━━━ Material for this task

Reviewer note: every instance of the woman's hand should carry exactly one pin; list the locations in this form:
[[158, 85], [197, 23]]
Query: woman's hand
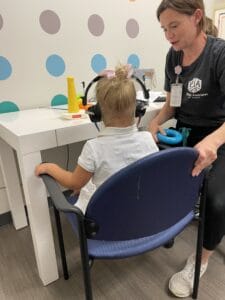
[[154, 128], [207, 150]]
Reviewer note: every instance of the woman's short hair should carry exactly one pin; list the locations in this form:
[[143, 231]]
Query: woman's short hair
[[185, 7], [116, 95]]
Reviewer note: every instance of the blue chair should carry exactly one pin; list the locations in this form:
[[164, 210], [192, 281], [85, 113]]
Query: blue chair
[[138, 209]]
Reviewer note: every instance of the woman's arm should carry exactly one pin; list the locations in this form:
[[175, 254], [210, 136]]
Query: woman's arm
[[166, 113], [72, 180], [207, 149]]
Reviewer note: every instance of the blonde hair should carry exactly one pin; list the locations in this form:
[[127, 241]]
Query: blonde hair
[[116, 96], [186, 7], [210, 28]]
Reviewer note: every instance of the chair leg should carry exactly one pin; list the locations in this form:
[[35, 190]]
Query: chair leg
[[61, 244], [201, 220], [85, 261]]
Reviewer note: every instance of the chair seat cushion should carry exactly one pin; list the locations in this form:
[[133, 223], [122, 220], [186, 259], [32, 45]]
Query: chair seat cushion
[[122, 249]]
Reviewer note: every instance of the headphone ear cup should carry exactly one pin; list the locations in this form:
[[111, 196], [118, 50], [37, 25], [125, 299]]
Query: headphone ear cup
[[140, 109], [95, 113]]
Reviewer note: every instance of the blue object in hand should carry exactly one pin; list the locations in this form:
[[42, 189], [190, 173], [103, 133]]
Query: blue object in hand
[[172, 137]]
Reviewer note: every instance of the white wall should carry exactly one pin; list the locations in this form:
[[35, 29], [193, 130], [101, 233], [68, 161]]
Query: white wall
[[26, 46]]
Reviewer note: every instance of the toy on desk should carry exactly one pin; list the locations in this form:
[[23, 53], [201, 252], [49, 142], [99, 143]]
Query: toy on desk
[[172, 137], [74, 103]]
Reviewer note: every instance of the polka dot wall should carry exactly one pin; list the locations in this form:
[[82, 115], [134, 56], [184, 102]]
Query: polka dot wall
[[43, 43]]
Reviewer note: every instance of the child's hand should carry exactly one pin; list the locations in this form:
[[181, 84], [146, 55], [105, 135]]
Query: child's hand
[[41, 169]]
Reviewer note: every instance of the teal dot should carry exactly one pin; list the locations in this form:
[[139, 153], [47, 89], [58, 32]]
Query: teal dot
[[59, 100], [8, 106], [5, 68], [98, 63], [134, 60], [55, 65]]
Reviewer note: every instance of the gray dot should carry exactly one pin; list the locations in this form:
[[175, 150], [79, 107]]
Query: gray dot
[[49, 21], [1, 22], [96, 25], [132, 28]]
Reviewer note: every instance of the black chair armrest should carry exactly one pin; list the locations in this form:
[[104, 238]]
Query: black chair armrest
[[57, 197]]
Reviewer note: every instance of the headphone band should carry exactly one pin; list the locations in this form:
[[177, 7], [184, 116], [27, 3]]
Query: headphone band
[[97, 78]]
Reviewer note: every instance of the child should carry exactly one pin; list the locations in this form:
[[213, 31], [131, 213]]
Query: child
[[117, 145]]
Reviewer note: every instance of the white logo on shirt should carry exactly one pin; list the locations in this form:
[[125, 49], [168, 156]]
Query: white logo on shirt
[[194, 85]]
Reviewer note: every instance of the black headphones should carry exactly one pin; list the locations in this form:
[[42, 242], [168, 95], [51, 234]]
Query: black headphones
[[95, 112]]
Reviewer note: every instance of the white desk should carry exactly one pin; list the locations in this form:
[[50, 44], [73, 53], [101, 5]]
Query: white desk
[[28, 132]]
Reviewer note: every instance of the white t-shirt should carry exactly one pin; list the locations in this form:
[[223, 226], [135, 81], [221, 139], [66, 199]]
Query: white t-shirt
[[112, 150]]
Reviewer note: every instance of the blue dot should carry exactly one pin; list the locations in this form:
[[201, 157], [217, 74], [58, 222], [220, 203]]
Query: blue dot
[[98, 63], [55, 65], [5, 68], [134, 60], [8, 106]]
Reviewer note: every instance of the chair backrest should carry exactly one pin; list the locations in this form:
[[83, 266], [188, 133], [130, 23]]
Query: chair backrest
[[146, 197]]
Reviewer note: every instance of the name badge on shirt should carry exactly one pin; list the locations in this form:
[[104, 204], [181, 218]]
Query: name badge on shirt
[[176, 94]]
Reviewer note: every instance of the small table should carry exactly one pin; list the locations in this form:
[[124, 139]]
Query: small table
[[28, 132]]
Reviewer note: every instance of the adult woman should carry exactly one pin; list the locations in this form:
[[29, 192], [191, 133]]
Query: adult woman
[[195, 86]]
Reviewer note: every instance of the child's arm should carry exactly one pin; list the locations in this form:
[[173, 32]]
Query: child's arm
[[73, 180]]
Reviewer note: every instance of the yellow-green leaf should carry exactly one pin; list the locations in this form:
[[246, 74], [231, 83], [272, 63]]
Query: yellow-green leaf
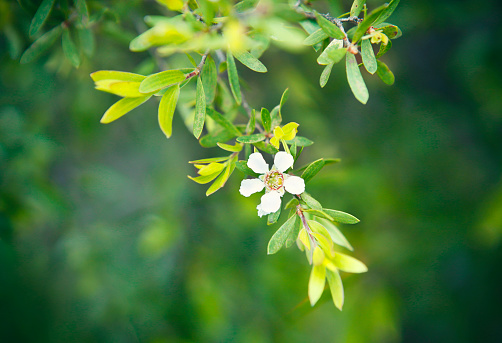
[[161, 80], [121, 107], [166, 109]]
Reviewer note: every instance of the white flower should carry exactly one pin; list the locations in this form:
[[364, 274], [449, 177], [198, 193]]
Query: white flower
[[275, 181]]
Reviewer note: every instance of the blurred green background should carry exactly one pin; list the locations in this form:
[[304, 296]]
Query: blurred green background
[[103, 238]]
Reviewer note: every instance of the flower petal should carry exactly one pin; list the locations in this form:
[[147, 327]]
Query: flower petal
[[294, 185], [283, 161], [257, 163], [270, 203], [251, 186]]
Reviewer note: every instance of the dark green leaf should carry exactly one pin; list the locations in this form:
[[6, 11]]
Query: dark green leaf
[[265, 119], [385, 73], [279, 238], [40, 17], [223, 122], [316, 37], [366, 23], [357, 7], [250, 61], [233, 78], [331, 29], [387, 13], [209, 79], [312, 170], [368, 56], [311, 202], [356, 81], [257, 137], [200, 109], [300, 141], [341, 217], [40, 45], [243, 167], [69, 49], [325, 74]]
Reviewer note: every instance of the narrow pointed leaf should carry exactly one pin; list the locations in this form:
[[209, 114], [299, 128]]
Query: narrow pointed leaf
[[279, 238], [200, 109], [209, 79], [341, 217], [368, 56], [355, 79], [349, 264], [249, 61], [40, 45], [385, 74], [357, 7], [366, 23], [166, 109], [156, 82], [121, 107], [331, 29], [40, 17], [335, 287], [233, 78]]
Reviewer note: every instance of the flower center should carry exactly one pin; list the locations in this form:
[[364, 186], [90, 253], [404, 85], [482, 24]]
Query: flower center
[[274, 180]]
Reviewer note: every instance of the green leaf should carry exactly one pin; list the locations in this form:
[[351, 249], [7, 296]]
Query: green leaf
[[232, 148], [210, 160], [356, 81], [209, 79], [257, 137], [223, 122], [357, 7], [312, 170], [383, 49], [233, 78], [273, 217], [311, 202], [319, 214], [212, 139], [40, 17], [40, 45], [349, 264], [336, 287], [336, 235], [341, 217], [300, 141], [316, 37], [385, 74], [268, 148], [116, 75], [249, 61], [265, 119], [325, 75], [121, 107], [331, 29], [86, 38], [203, 179], [387, 12], [316, 283], [243, 167], [279, 238], [166, 109], [333, 53], [368, 56], [222, 179], [200, 109], [366, 23], [69, 49], [156, 82]]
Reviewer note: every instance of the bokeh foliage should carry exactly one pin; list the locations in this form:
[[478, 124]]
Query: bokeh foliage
[[101, 241]]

━━━━━━

*What the task requires*. Convert all of the rows above into a JSON list of strings, one string per line and no blank lines. Leave the pictures out of it.

*Exercise solution*.
[
  "Reviewer note: every instance of the woman's hand should carry exactly one pin; list the locations in this form:",
  "[[158, 85], [197, 23]]",
  "Query: woman's hand",
  "[[154, 128], [207, 150]]",
  "Reviewer note: every instance of the woman's short hair should carry exactly one pin; list the locations in this form:",
  "[[143, 231]]",
  "Query: woman's short hair",
  "[[185, 7], [116, 95]]",
  "Reviewer note: every instance of the blue chair should carry exactly one pin; list the locations in this form:",
  "[[164, 210], [192, 281], [85, 113]]",
  "Query: blue chair",
  "[[138, 209]]",
  "Reviewer note: every instance of the woman's arm should carry exactly one pin; list the locations in this form:",
  "[[175, 254], [210, 136]]",
  "Query: woman's arm",
  "[[166, 113], [72, 180], [207, 149]]",
  "Reviewer note: every instance of the blonde hair should carry exactly one pin; list the locations in this form:",
  "[[127, 241]]",
  "Query: blonde hair",
  "[[116, 96], [186, 7], [210, 28]]",
  "Reviewer note: every instance of the chair leg should carry exactly one pin; list the locations in this form:",
  "[[35, 190]]",
  "Query: chair leg",
  "[[61, 244], [201, 220], [85, 261]]",
  "Reviewer note: every instance of the chair seat cushion should carry exactly one pin; list the locations in this form:",
  "[[133, 223], [122, 220], [186, 259], [32, 45]]",
  "Query: chair seat cushion",
  "[[122, 249]]",
  "Reviewer note: every instance of the headphone ear cup should carry exactly one pin; list the locations in this form:",
  "[[111, 196], [118, 50], [37, 25], [125, 299]]",
  "Query: headphone ear cup",
  "[[140, 109], [95, 113]]",
  "Reviewer note: every instance of the blue object in hand should carry exactly one pin; list the locations in this form:",
  "[[42, 189], [190, 173], [103, 133]]",
  "Query: blue object in hand",
  "[[172, 137]]",
  "Reviewer note: every instance of the white wall should carry exactly one pin; list the locations in this form:",
  "[[35, 29], [193, 130], [101, 233], [68, 161]]",
  "Query: white wall",
  "[[26, 46]]",
  "Reviewer note: every instance of the toy on desk should carry exactly one pin; list the locations in this form:",
  "[[23, 53], [201, 252], [49, 142], [99, 143]]",
  "Query: toy on desk",
  "[[172, 137], [74, 103]]",
  "Reviewer note: every instance of the polka dot wall should carry exactly one pin; list the locations in this form:",
  "[[82, 115], [134, 56], [184, 102]]",
  "Query: polka dot wall",
  "[[43, 43]]",
  "Reviewer note: every instance of the child's hand should carry exactly one pin; list the locations in this form:",
  "[[181, 84], [146, 55], [105, 135]]",
  "Query: child's hand",
  "[[41, 169]]",
  "Reviewer note: every instance of the teal dot should carry exactly one pin; list the locations in this form:",
  "[[139, 153], [47, 89], [58, 32]]",
  "Query: teal dot",
  "[[59, 100], [8, 106], [5, 68], [98, 63], [134, 60], [55, 65]]",
  "Reviewer note: every instance of the gray dot should carry exactly one pin; list the locations in this form:",
  "[[175, 150], [79, 107]]",
  "Query: gray dot",
  "[[49, 21], [1, 22], [96, 25], [132, 28]]",
  "Reviewer note: every instance of the black chair armrest should carry exactly one pin; list the locations in this form:",
  "[[104, 238]]",
  "Query: black chair armrest",
  "[[57, 197]]",
  "Reviewer note: every instance of the headphone band should carry exactly one pin; list the locations in this form:",
  "[[177, 7], [184, 116], [27, 3]]",
  "Query: headphone band",
  "[[97, 78]]",
  "Reviewer note: every instance of the child should carry exactly one pin; list the locations in this form:",
  "[[213, 31], [131, 213]]",
  "Query: child",
  "[[117, 145]]",
  "Reviewer note: every instance of the white logo on shirt should carry exactly one pin; list the locations in this form:",
  "[[125, 49], [168, 156]]",
  "Query: white logo on shirt",
  "[[194, 85]]",
  "Reviewer note: every instance of the black headphones should carry exactly one pin; list the locations in this form:",
  "[[42, 242], [168, 95], [51, 234]]",
  "Query: black headphones",
  "[[95, 112]]",
  "Reviewer note: every instance of the white desk should carry exactly one pin; list the locations in this form:",
  "[[50, 44], [73, 53], [101, 5]]",
  "Query: white desk",
  "[[28, 132]]",
  "Reviewer note: every instance of the white t-shirt should carry exactly one pin; list the locations in this form:",
  "[[223, 226], [135, 81], [221, 139], [66, 199]]",
  "Query: white t-shirt",
  "[[112, 150]]",
  "Reviewer note: every instance of the blue dot should carry exactly one pin; list the locations in this form:",
  "[[201, 157], [217, 74], [58, 222], [220, 203]]",
  "Query: blue dot",
  "[[98, 63], [55, 65], [5, 68], [134, 60], [8, 106]]",
  "Reviewer note: every instance of the chair backrest should carry exactly one pin; list the locations in this form:",
  "[[83, 266], [188, 133], [130, 23]]",
  "Query: chair backrest",
  "[[146, 197]]",
  "Reviewer note: every instance of the name badge on shirt should carry exactly one pin; list the locations in this form:",
  "[[104, 204], [181, 218]]",
  "Query: name badge on shirt",
  "[[176, 94]]",
  "Reviewer note: every instance of the small table should carry exactly one pin; list the locations in this form:",
  "[[124, 139]]",
  "Query: small table",
  "[[28, 132]]",
  "Reviewer note: every instance of the adult woman should carry exactly one pin; list the locations in this form:",
  "[[29, 192], [191, 133]]",
  "Query: adult woman",
  "[[195, 86]]",
  "Reviewer note: every instance of the child's arm should carry exactly one pin; list the locations in this form:",
  "[[173, 32]]",
  "Query: child's arm",
  "[[73, 180]]",
  "Reviewer note: every instance of the yellow-green leaf should carry exactly one pin; list the locations in this form:",
  "[[246, 74], [231, 83], [272, 63]]",
  "Query: yellow-green leaf",
  "[[161, 80], [121, 107], [166, 109]]",
  "Reviewer note: every instance of the white flower should carry exactly one pin; list the locations in this form:",
  "[[364, 274], [449, 177], [198, 193]]",
  "Query: white flower",
  "[[275, 181]]",
  "Reviewer note: every instance of the blurred green background should carry exactly one pin; list the locations in this form:",
  "[[304, 296]]",
  "Query: blurred green background",
  "[[103, 238]]",
  "Reviewer note: every instance of the flower petal should carry exactly one pin; list the locations in this form:",
  "[[147, 327]]",
  "Query: flower petal",
  "[[294, 185], [283, 161], [257, 163], [270, 203], [251, 186]]",
  "Reviewer note: every instance of the dark green leaf should carry exactly one pin; list the locations in this form:",
  "[[6, 11]]",
  "Query: dark green leaf",
  "[[265, 119], [385, 73], [279, 238], [40, 17], [223, 122], [316, 37], [366, 23], [357, 7], [250, 61], [233, 78], [331, 29], [387, 13], [209, 79], [312, 170], [368, 56], [311, 202], [356, 81], [257, 137], [200, 109], [300, 141], [341, 217], [40, 45], [243, 167], [69, 49], [325, 74]]",
  "Reviewer note: every instance of the narrow pointed leaf should carry exactly one pin; list the locations in this form:",
  "[[209, 114], [299, 128]]",
  "Query: narrow pointed leaf",
  "[[279, 238], [200, 109], [209, 79], [341, 217], [368, 56], [355, 79], [349, 264], [249, 61], [40, 45], [385, 74], [357, 7], [366, 23], [166, 109], [156, 82], [121, 107], [331, 29], [40, 17], [335, 287], [233, 78]]",
  "Reviewer note: every instance of the flower center should carry exactly one pin; list the locations in this form:",
  "[[364, 186], [90, 253], [404, 85], [482, 24]]",
  "Query: flower center",
  "[[274, 180]]",
  "Reviewer note: every instance of the green leaf should carry exactly one pin; list the locations in this form:",
  "[[351, 249], [7, 296]]",
  "Query: green leaf",
  "[[232, 148], [210, 160], [356, 81], [209, 79], [257, 137], [223, 122], [357, 7], [312, 170], [383, 49], [233, 78], [273, 217], [311, 202], [319, 214], [212, 139], [40, 17], [40, 45], [349, 264], [336, 287], [336, 235], [341, 217], [300, 141], [316, 37], [385, 74], [268, 148], [116, 75], [249, 61], [265, 119], [325, 75], [121, 107], [331, 29], [86, 38], [203, 179], [387, 12], [316, 283], [243, 167], [279, 238], [166, 109], [333, 53], [368, 56], [222, 179], [200, 109], [366, 23], [69, 49], [156, 82]]",
  "Reviewer note: every instance of the bokeh foliage should carry exactly one pin; list the locations in this form:",
  "[[478, 124]]",
  "Query: bokeh foliage",
  "[[101, 241]]"
]